Can you quote every item below verbatim, leaving the pictures out of your answer?
▼
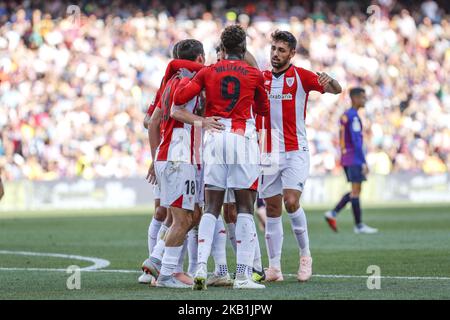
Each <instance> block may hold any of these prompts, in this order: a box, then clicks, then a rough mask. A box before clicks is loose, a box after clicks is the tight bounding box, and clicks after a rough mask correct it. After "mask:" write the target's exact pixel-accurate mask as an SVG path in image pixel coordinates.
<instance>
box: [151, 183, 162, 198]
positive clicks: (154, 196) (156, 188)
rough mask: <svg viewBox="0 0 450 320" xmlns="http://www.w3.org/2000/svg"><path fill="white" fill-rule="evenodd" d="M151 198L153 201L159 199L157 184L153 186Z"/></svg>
mask: <svg viewBox="0 0 450 320" xmlns="http://www.w3.org/2000/svg"><path fill="white" fill-rule="evenodd" d="M153 197H154V198H155V200H159V199H161V189H160V188H159V184H158V183H156V184H155V185H153Z"/></svg>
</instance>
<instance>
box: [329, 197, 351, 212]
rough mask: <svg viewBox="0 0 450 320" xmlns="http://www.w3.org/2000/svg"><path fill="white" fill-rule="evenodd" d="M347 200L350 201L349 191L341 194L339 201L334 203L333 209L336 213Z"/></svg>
mask: <svg viewBox="0 0 450 320" xmlns="http://www.w3.org/2000/svg"><path fill="white" fill-rule="evenodd" d="M349 201H350V192H349V193H346V194H344V195H343V196H342V199H341V201H339V203H338V204H337V205H336V207H335V208H334V210H333V211H334V212H336V213H338V212H339V211H341V210H342V209H344V208H345V206H346V205H347V203H348V202H349Z"/></svg>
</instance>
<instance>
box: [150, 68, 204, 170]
mask: <svg viewBox="0 0 450 320" xmlns="http://www.w3.org/2000/svg"><path fill="white" fill-rule="evenodd" d="M180 82H181V80H180V79H179V78H178V77H177V76H173V77H172V78H171V79H170V80H169V81H168V82H167V84H166V86H165V88H164V92H163V93H162V95H161V101H160V104H159V107H161V112H162V119H161V143H160V145H159V148H158V155H157V160H158V161H181V162H191V161H192V152H193V150H192V146H191V139H192V134H193V132H192V126H191V125H190V124H186V123H183V122H180V121H177V120H175V119H174V118H172V117H171V116H170V112H171V108H172V106H173V100H174V94H175V91H176V89H177V87H178V86H179V84H180ZM197 105H198V97H194V98H193V99H192V100H190V101H189V102H188V103H187V104H186V106H185V109H186V110H188V111H189V112H192V113H193V112H194V110H195V109H196V107H197Z"/></svg>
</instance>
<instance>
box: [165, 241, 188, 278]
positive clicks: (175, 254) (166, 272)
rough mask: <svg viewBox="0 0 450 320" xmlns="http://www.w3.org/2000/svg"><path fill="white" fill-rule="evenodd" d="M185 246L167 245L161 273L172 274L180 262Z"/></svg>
mask: <svg viewBox="0 0 450 320" xmlns="http://www.w3.org/2000/svg"><path fill="white" fill-rule="evenodd" d="M182 251H183V246H179V247H166V250H165V251H164V256H163V259H162V266H161V275H163V276H171V275H172V274H173V272H174V270H175V268H176V266H177V264H178V260H179V259H180V255H181V252H182Z"/></svg>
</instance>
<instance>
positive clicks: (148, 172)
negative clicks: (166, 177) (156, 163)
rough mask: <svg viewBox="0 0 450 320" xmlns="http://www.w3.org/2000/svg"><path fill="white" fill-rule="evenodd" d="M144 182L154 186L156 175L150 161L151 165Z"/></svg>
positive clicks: (150, 165)
mask: <svg viewBox="0 0 450 320" xmlns="http://www.w3.org/2000/svg"><path fill="white" fill-rule="evenodd" d="M145 180H147V181H148V183H151V184H156V174H155V165H154V162H153V161H152V164H151V165H150V167H149V168H148V172H147V176H146V177H145Z"/></svg>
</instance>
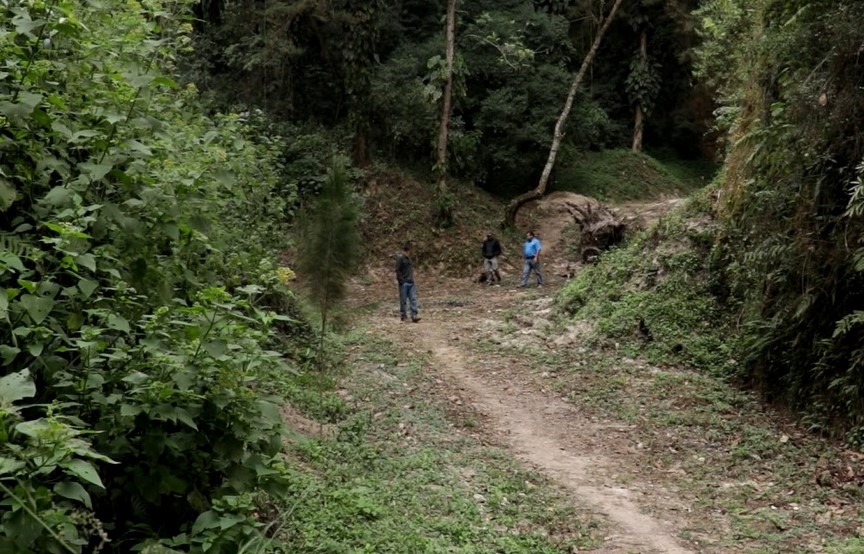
▲
Output of the task
Each <instance> block may hold any of these prompts, in this order: a box, then clicks, then a rough mask. A box before clicks is loose, a box after clicks is the tight bounding box, and clicks after a rough mask correct it. After "mask:" write the target's exact pixel-accurate mask as an SVG path in image pixel coordinates.
<instance>
box: [151, 183, 162, 198]
positive clicks: (154, 196) (156, 188)
rough mask: <svg viewBox="0 0 450 320" xmlns="http://www.w3.org/2000/svg"><path fill="white" fill-rule="evenodd" d="M151 198L153 201L159 199L157 184L153 186Z"/></svg>
mask: <svg viewBox="0 0 450 320" xmlns="http://www.w3.org/2000/svg"><path fill="white" fill-rule="evenodd" d="M153 197H154V198H155V200H159V199H161V189H160V188H159V184H158V183H156V184H155V185H153Z"/></svg>
</instance>
<instance>
box: [329, 197, 351, 212]
rough mask: <svg viewBox="0 0 450 320" xmlns="http://www.w3.org/2000/svg"><path fill="white" fill-rule="evenodd" d="M347 200L350 201L349 191L341 194L339 201L334 203L333 209L336 213Z"/></svg>
mask: <svg viewBox="0 0 450 320" xmlns="http://www.w3.org/2000/svg"><path fill="white" fill-rule="evenodd" d="M349 201H350V192H349V193H346V194H344V195H343V196H342V199H341V201H339V203H338V204H337V205H336V207H335V208H334V210H333V211H334V212H336V213H338V212H339V211H341V210H342V209H344V208H345V206H346V205H347V203H348V202H349Z"/></svg>
</instance>
<instance>
box: [150, 68, 204, 170]
mask: <svg viewBox="0 0 450 320" xmlns="http://www.w3.org/2000/svg"><path fill="white" fill-rule="evenodd" d="M180 82H181V80H180V79H179V78H178V77H177V76H173V77H172V78H171V79H170V80H169V81H168V82H167V84H166V86H165V88H164V92H163V93H162V95H161V101H160V104H159V107H161V112H162V119H161V143H160V145H159V148H158V155H157V160H158V161H181V162H191V161H192V152H193V150H192V146H191V139H192V134H193V132H192V126H191V125H190V124H186V123H183V122H180V121H177V120H175V119H174V118H172V117H171V116H170V112H171V108H172V106H173V100H174V94H175V91H176V89H177V87H178V86H179V84H180ZM197 105H198V97H194V98H193V99H192V100H190V101H189V102H188V103H187V104H186V106H185V109H186V110H188V111H189V112H192V113H193V112H194V110H195V109H196V107H197Z"/></svg>
</instance>
<instance>
box: [165, 241, 188, 278]
positive clicks: (175, 254) (166, 272)
rough mask: <svg viewBox="0 0 450 320" xmlns="http://www.w3.org/2000/svg"><path fill="white" fill-rule="evenodd" d="M185 246L167 245L161 273L172 274L180 262Z"/></svg>
mask: <svg viewBox="0 0 450 320" xmlns="http://www.w3.org/2000/svg"><path fill="white" fill-rule="evenodd" d="M182 251H183V246H179V247H166V250H165V251H164V256H163V259H162V266H161V275H163V276H171V275H172V274H173V272H174V270H175V268H176V266H177V264H178V260H179V259H180V255H181V252H182Z"/></svg>
</instance>
<instance>
positive clicks: (148, 172)
negative clicks: (166, 177) (156, 163)
rough mask: <svg viewBox="0 0 450 320" xmlns="http://www.w3.org/2000/svg"><path fill="white" fill-rule="evenodd" d="M144 182L154 186L156 175L150 161L151 165Z"/></svg>
positive clicks: (150, 165)
mask: <svg viewBox="0 0 450 320" xmlns="http://www.w3.org/2000/svg"><path fill="white" fill-rule="evenodd" d="M145 180H147V181H148V183H151V184H156V174H155V165H154V162H153V161H152V164H151V165H150V167H149V168H148V172H147V176H146V177H145Z"/></svg>
</instance>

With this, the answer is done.